豊麗・優美なウィーン・フィルの響きを生々しく捉えた王道デッカ・サウンドの真髄。
DVOŘÁK Symphony No.8 KARAJAN
[基本情報]
- 品番:ESLD-10005
- 仕様:アナログLP、180g重量盤
- レーベル:DECCA
- 音源提供:ユニバーサルミュージック合同会社
- ジャンル:交響曲
- 厚紙シングルA式ジャケット
一時代を画したカラヤンのデッカ録音プロジェクト
ヘルベルト・フォン・カラヤン(1908〜1989)。レコード録音に対して終生変わらない情熱を持って取り組んだパイオニア的存在であり、残された録音もSP時代からデジタル録音まで、膨大な量にのぼります。
その中でカラヤンが一つの頂点を迎えたのは、1955年にベルリン・フィルの常任指揮者、翌1956年にザルツブルク音楽祭およびウィーン国立歌劇場の芸術監督に就任し、文字通りヨーロッパ・クラシック音楽界の「帝王」と目されていた時期でした。録音面でも、1950年代初頭から継続しているロンドンでのフィルハーモニア管とのEMIへの録音、ベルリン・フィルとは1959年からドイツ・グラモフォン、ウィーン・フィルとはデッカへの録音がスタートし、ちょうどステレオ録音が導入されて活気付いていたレコード市場を席巻する形になりました。中でも、名プロデューサー、ジョン・カルショーとのコラボレーションによって、ウィーン・フィルと進められたデッカへの録音では、スタンダードなシンフォニーのみならず、「ツァラトゥストラはかく語りき」や「惑星」のパイオニア的録音も含む多様なオーケストラ曲や綺羅星のような豪華キャストをそろえたオペラ全曲盤が続々と生み出されました。その中でも特に充実した演奏と評価の高い1961年録音のドヴォルザークの交響曲第8番を今回Esoteric MasteringによるアナログLPとして復刻いたします。

************

■ **やること 1**: カラヤンのLP紹介文のうち、「DVOŘÁK Symphony No.8」から「グLPとして復刻いたします。」までを、両端も含めてそのまま書き写してください。
■ **やること 2**: カラヤンのLP紹介文に出てくるオーケストラの名前を、すべて挙げてください。

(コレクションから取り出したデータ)
************

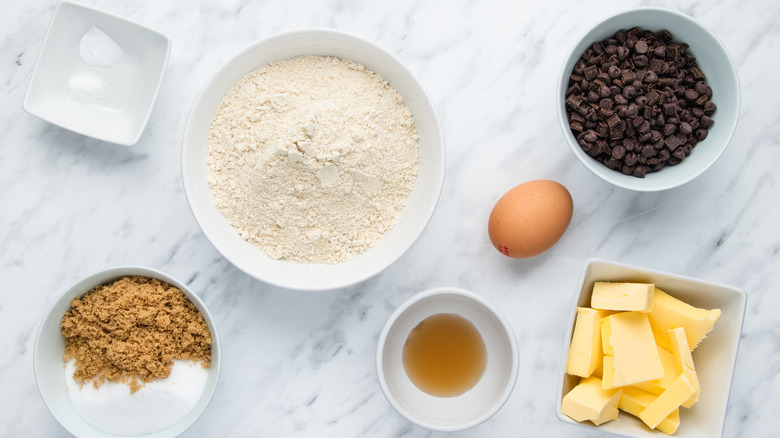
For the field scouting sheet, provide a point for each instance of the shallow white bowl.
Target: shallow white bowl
(715, 357)
(412, 219)
(714, 61)
(50, 349)
(448, 413)
(131, 82)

************

■ **答え 1**:
DVOŘÁK Symphony No.8 KARAJAN
[基本情報]
- 品番:ESLD-10005
- 仕様:アナログLP、180g重量盤
- レーベル:DECCA
- 音源提供:ユニバーサルミュージック合同会社
- ジャンル:交響曲
- 厚紙シングルA式ジャケット
一時代を画したカラヤンのデッカ録音プロジェクト
ヘルベルト・フォン・カラヤン(1908〜1989)。レコード録音に対して終生変わらない情熱を持って取り組んだパイオニア的存在であり、残された録音もSP時代からデジタル録音まで、膨大な量にのぼります。
その中でカラヤンが一つの頂点を迎えたのは、1955年にベルリン・フィルの常任指揮者、翌1956年にザルツブルク音楽祭およびウィーン国立歌劇場の芸術監督に就任し、文字通りヨーロッパ・クラシック音楽界の「帝王」と目されていた時期でした。録音面でも、1950年代初頭から継続しているロンドンでのフィルハーモニア管とのEMIへの録音、ベルリン・フィルとは1959年からドイツ・グラモフォン、ウィーン・フィルとはデッカへの録音がスタートし、ちょうどステレオ録音が導入されて活気付いていたレコード市場を席巻する形になりました。中でも、名プロデューサー、ジョン・カルショーとのコラボレーションによって、ウィーン・フィルと進められたデッカへの録音では、スタンダードなシンフォニーのみならず、「ツァラトゥストラはかく語りき」や「惑星」のパイオニア的録音も含む多様なオーケストラ曲や綺羅星のような豪華キャストをそろえたオペラ全曲盤が続々と生み出されました。その中でも特に充実した演奏と評価の高い1961年録音のドヴォルザークの交響曲第8番を今回Esoteric MasteringによるアナログLPとして復刻いたします。

■ **答え 2**:
- ウィーン・フィル
- ベルリン・フィル
- フィルハーモニア管